● TASK
Output the line that contains "For every instance of the distant building, record" and every line after it to the end of the entries, with nothing added or left out.

###

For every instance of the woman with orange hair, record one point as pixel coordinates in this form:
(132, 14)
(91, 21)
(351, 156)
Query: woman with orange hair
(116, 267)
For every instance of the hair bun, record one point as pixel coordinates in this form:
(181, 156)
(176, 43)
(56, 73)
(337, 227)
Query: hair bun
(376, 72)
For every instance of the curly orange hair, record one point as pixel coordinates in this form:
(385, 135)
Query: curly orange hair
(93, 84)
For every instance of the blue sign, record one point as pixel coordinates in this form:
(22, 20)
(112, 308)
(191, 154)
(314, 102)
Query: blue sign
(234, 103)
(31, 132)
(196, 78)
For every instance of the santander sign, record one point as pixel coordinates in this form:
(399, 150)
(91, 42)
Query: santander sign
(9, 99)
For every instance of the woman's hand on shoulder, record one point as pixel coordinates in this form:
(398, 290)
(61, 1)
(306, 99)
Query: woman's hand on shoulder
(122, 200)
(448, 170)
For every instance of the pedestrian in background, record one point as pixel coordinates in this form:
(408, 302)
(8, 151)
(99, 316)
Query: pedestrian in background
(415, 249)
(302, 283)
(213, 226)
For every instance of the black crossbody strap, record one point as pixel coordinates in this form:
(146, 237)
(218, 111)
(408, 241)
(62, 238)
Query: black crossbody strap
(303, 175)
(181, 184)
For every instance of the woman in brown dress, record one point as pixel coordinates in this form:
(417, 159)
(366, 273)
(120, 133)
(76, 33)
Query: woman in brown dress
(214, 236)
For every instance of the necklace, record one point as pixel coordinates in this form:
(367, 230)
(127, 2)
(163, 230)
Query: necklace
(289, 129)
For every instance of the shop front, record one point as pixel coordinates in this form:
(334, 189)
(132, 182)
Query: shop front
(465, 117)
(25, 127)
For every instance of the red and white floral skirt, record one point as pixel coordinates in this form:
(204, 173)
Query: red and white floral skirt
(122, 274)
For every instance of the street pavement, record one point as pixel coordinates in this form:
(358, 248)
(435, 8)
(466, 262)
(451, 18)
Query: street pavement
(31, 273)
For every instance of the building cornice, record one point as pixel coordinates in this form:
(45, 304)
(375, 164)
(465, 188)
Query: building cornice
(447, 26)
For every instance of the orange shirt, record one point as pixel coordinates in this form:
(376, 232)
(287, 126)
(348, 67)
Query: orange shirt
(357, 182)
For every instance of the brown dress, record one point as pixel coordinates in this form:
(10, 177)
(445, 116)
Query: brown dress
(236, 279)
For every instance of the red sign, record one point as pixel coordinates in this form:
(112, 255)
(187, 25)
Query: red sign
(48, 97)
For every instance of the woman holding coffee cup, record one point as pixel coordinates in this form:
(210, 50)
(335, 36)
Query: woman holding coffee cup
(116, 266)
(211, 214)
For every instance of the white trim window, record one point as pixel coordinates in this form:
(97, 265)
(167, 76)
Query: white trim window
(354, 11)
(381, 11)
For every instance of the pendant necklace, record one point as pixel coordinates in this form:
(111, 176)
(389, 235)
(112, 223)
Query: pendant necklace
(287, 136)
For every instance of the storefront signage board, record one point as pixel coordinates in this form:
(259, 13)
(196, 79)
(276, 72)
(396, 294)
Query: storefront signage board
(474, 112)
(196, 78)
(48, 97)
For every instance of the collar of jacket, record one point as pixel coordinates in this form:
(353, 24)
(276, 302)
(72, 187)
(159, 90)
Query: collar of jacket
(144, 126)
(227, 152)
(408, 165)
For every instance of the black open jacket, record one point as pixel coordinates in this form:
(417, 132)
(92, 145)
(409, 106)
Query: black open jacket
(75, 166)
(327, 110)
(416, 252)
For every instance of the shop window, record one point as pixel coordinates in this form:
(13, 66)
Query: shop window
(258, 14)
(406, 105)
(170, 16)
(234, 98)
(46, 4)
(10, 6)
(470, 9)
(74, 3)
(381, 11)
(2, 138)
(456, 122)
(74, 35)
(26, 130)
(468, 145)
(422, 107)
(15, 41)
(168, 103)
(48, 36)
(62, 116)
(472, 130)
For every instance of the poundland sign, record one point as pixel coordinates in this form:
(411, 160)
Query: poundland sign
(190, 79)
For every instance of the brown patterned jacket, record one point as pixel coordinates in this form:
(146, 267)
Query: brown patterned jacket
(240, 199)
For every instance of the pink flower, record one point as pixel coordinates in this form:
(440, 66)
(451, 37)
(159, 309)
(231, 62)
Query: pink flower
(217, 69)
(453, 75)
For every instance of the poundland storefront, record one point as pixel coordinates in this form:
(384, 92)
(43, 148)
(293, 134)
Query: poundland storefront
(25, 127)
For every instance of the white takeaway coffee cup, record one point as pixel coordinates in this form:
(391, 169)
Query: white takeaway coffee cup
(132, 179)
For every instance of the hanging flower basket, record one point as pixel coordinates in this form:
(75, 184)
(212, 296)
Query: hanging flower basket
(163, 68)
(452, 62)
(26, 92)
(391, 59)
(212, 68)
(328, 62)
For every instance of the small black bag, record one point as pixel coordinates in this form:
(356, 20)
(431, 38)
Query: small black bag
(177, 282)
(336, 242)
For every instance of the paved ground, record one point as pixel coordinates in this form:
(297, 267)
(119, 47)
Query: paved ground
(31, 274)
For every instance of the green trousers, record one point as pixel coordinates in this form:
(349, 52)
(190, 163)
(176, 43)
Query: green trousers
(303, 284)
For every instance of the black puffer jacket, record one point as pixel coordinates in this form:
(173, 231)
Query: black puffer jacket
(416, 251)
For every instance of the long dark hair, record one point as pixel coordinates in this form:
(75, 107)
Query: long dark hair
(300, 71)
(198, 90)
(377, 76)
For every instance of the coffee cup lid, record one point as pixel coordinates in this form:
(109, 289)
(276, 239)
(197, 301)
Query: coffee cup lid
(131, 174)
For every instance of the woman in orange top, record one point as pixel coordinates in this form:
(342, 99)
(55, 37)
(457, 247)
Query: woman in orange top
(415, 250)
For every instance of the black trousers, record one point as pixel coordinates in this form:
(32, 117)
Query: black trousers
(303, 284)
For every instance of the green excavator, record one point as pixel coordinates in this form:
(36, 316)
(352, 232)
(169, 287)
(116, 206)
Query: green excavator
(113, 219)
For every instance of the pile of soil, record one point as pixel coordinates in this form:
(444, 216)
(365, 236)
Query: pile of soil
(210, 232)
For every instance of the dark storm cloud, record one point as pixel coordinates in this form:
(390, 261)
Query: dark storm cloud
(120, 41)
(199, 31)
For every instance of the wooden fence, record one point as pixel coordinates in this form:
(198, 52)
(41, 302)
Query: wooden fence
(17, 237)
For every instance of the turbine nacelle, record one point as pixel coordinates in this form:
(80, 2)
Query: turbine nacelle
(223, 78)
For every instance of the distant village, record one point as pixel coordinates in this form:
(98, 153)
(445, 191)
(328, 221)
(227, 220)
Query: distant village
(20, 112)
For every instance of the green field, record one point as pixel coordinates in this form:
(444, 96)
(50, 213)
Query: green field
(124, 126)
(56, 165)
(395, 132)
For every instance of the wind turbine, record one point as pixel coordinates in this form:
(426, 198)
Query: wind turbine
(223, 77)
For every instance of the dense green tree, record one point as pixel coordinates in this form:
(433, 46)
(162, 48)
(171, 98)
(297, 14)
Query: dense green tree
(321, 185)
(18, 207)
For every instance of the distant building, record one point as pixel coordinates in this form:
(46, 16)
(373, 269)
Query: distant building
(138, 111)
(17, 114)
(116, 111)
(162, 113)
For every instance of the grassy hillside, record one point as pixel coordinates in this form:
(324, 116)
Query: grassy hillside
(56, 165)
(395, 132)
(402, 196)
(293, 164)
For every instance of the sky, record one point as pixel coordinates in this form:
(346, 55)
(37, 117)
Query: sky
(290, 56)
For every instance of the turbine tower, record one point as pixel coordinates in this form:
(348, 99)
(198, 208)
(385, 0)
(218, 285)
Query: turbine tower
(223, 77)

###

● CORRECT RESPONSE
For every instance of the distant building, record one point as pixel coordinates in this form:
(46, 16)
(373, 269)
Query: distant building
(138, 111)
(17, 114)
(116, 111)
(162, 113)
For every instance of the grassy hillside, record one point as pixel coordinates in this form:
(324, 116)
Query: grassy hillside
(56, 165)
(395, 132)
(402, 196)
(293, 164)
For every instance of the sky, record one point as pixel coordinates in this form:
(346, 55)
(37, 117)
Query: sky
(290, 56)
For every instance of the turbine tower, record one point as pixel coordinates in this form:
(348, 99)
(198, 208)
(385, 0)
(218, 285)
Query: turbine tower
(223, 77)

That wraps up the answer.